Text to read:
☆ ☆ ☆ ☆ ☆ ☆ ☆

- Also known as: Bird T, Dick Trusay
- Born: Thomas Conning 11 January 1981 (age 44) London, England
- Genres: Hip hop
- Occupation: Rapper
- Years active: 1999–present
- Labels: Low Life, YNR Productions, High Focus Records, In The Balance Records
- Formerly of: The Four Owls
- Website: High Focus

= Verb T =

Thomas Conning (born 11 January 1981), better known by the stage name Verb T is a UK hip-hop artist based in London.

==Biography==
Verb T has released 10 albums and six EPs as well as numerous singles.

His first release was the 12-track EP Backhand Slap Talk / Technical Illness which was a shared release featuring songs from fellow London-based rapper Kashmere. It was released on Low Life Records.

This was followed by his debut album Bring It Back To Basics which was a collaborative release featuring production by former Scratch Perverts DJ Harry Love.

In 2011, Verb T formed a group with artists Fliptrix, Leaf Dog and BVA MC, known as The Four Owls. The lead single Not Like Before and following album Nature's Greatest Mystery have seen The Owls touring solidly in the UK throughout 2012 with DJ Madnice. The Verb T album Morning Process (Waking Up) was released in September 2012 on High Focus Records.

☆ ☆ ☆ ☆ ☆ ☆ ☆

Coordinate annotation records:
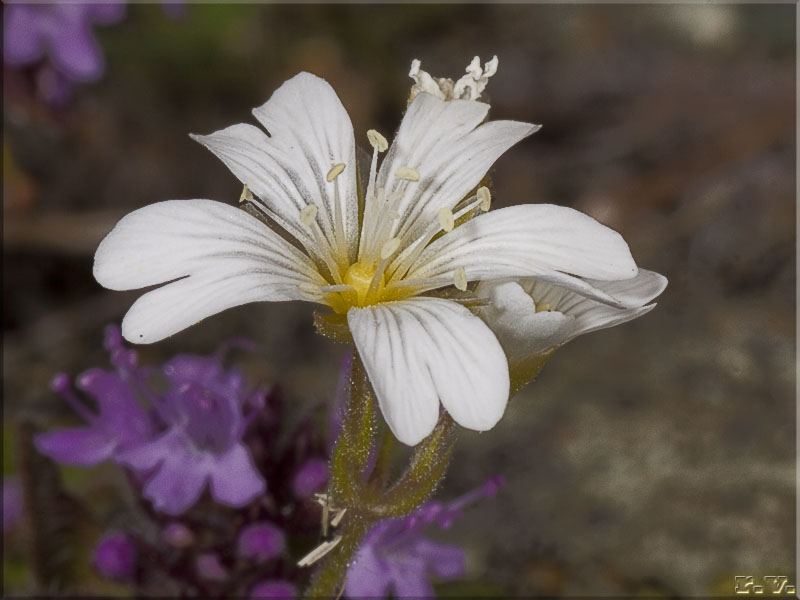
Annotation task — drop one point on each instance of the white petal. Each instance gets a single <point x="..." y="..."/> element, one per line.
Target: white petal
<point x="636" y="291"/>
<point x="230" y="258"/>
<point x="443" y="141"/>
<point x="512" y="316"/>
<point x="251" y="156"/>
<point x="591" y="316"/>
<point x="422" y="350"/>
<point x="551" y="243"/>
<point x="311" y="132"/>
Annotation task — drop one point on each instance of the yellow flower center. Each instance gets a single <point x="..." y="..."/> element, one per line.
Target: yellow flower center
<point x="360" y="275"/>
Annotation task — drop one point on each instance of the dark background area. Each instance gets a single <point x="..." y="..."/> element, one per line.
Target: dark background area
<point x="656" y="458"/>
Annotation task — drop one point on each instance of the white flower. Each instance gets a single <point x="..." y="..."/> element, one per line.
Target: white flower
<point x="365" y="246"/>
<point x="469" y="87"/>
<point x="531" y="317"/>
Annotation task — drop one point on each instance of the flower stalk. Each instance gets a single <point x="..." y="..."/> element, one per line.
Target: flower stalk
<point x="367" y="504"/>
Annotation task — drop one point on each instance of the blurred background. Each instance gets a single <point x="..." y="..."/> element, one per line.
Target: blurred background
<point x="655" y="458"/>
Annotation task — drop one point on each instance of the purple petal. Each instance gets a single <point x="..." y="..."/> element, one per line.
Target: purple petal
<point x="13" y="502"/>
<point x="175" y="10"/>
<point x="273" y="589"/>
<point x="310" y="478"/>
<point x="115" y="556"/>
<point x="147" y="456"/>
<point x="105" y="13"/>
<point x="368" y="576"/>
<point x="444" y="561"/>
<point x="121" y="415"/>
<point x="261" y="541"/>
<point x="178" y="483"/>
<point x="235" y="481"/>
<point x="22" y="40"/>
<point x="75" y="52"/>
<point x="410" y="579"/>
<point x="77" y="446"/>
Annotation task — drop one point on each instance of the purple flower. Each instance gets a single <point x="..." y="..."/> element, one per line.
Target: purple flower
<point x="114" y="557"/>
<point x="311" y="477"/>
<point x="202" y="441"/>
<point x="121" y="422"/>
<point x="261" y="541"/>
<point x="395" y="558"/>
<point x="12" y="502"/>
<point x="177" y="535"/>
<point x="274" y="588"/>
<point x="61" y="32"/>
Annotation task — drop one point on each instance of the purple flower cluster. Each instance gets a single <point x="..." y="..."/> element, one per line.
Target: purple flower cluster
<point x="180" y="428"/>
<point x="56" y="40"/>
<point x="193" y="424"/>
<point x="396" y="557"/>
<point x="188" y="437"/>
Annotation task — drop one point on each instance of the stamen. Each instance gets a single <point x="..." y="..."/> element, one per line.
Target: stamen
<point x="308" y="214"/>
<point x="318" y="552"/>
<point x="338" y="209"/>
<point x="446" y="219"/>
<point x="310" y="289"/>
<point x="485" y="198"/>
<point x="246" y="196"/>
<point x="460" y="279"/>
<point x="389" y="248"/>
<point x="342" y="287"/>
<point x="308" y="217"/>
<point x="377" y="141"/>
<point x="335" y="171"/>
<point x="401" y="265"/>
<point x="407" y="173"/>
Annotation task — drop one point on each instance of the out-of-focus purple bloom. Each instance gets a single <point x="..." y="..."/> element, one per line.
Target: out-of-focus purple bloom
<point x="12" y="502"/>
<point x="61" y="32"/>
<point x="114" y="557"/>
<point x="274" y="588"/>
<point x="193" y="436"/>
<point x="395" y="557"/>
<point x="177" y="535"/>
<point x="174" y="10"/>
<point x="121" y="422"/>
<point x="202" y="442"/>
<point x="261" y="541"/>
<point x="209" y="567"/>
<point x="311" y="477"/>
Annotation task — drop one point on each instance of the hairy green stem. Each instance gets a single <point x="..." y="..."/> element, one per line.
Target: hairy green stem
<point x="428" y="465"/>
<point x="367" y="504"/>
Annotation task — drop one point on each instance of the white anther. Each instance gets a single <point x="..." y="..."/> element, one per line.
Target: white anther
<point x="308" y="214"/>
<point x="389" y="248"/>
<point x="407" y="173"/>
<point x="446" y="219"/>
<point x="460" y="279"/>
<point x="246" y="196"/>
<point x="310" y="289"/>
<point x="485" y="198"/>
<point x="377" y="141"/>
<point x="318" y="552"/>
<point x="335" y="171"/>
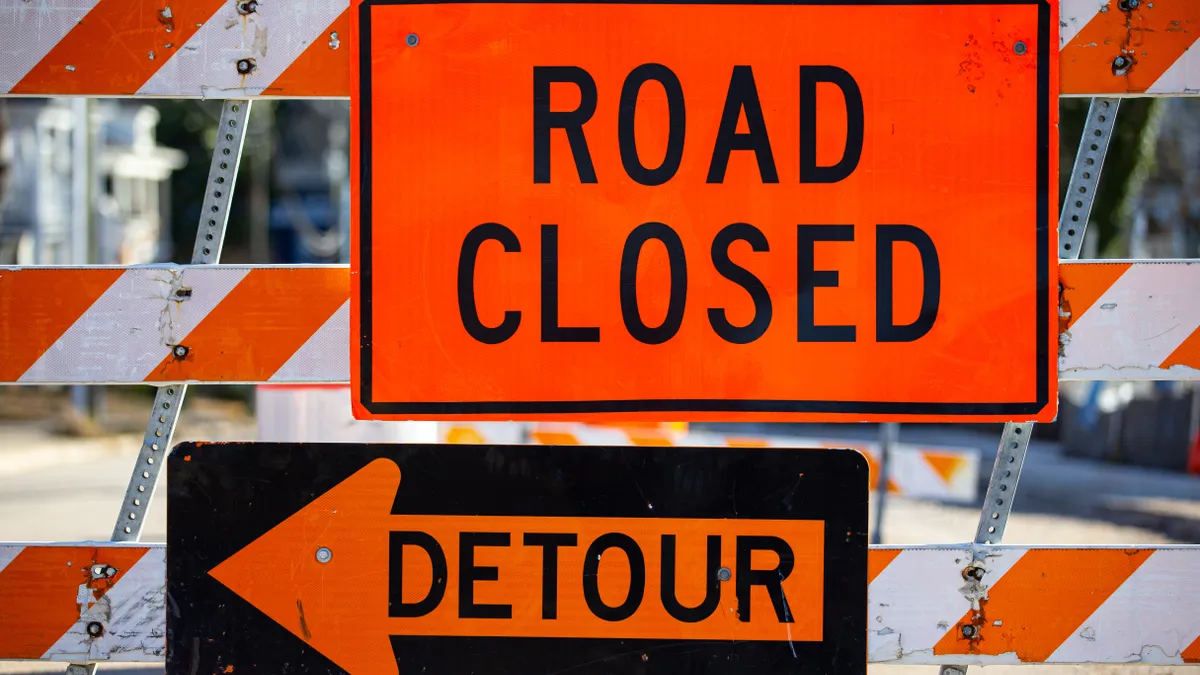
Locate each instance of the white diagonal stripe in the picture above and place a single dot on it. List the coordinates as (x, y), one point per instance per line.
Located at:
(324, 357)
(907, 616)
(129, 329)
(1074, 15)
(138, 610)
(1183, 76)
(1138, 322)
(30, 29)
(274, 35)
(1153, 616)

☆ ☆ ☆ ☆ ☆ ☆ ☆

Jobs:
**a.** Copy the Verb T biography word for word, from its first line to its last.
**b.** Report each line of the entries that contains the string "yellow". Treat uppercase and lowercase letters as different.

Written answers:
**a.**
- Also known as: Bird T, Dick Trusay
- Born: Thomas Conning 11 January 1981 (age 44) London, England
- Genres: Hip hop
- Occupation: Rapper
- Years active: 1999–present
- Labels: Low Life, YNR Productions, High Focus Records, In The Balance Records
- Formerly of: The Four Owls
- Website: High Focus

= Verb T =

Thomas Conning (born 11 January 1981), better known by the stage name Verb T is a UK hip-hop artist based in London.

==Biography==
Verb T has released 10 albums and six EPs as well as numerous singles.

His first release was the 12-track EP Backhand Slap Talk / Technical Illness which was a shared release featuring songs from fellow London-based rapper Kashmere. It was released on Low Life Records.

This was followed by his debut album Bring It Back To Basics which was a collaborative release featuring production by former Scratch Perverts DJ Harry Love.

In 2011, Verb T formed a group with artists Fliptrix, Leaf Dog and BVA MC, known as The Four Owls. The lead single Not Like Before and following album Nature's Greatest Mystery have seen The Owls touring solidly in the UK throughout 2012 with DJ Madnice. The Verb T album Morning Process (Waking Up) was released in September 2012 on High Focus Records.

**b.**
Annotation task — drop one point on each instance of the yellow flower center. Each instance gets a single <point x="..." y="..."/> element, one per line.
Target: yellow flower center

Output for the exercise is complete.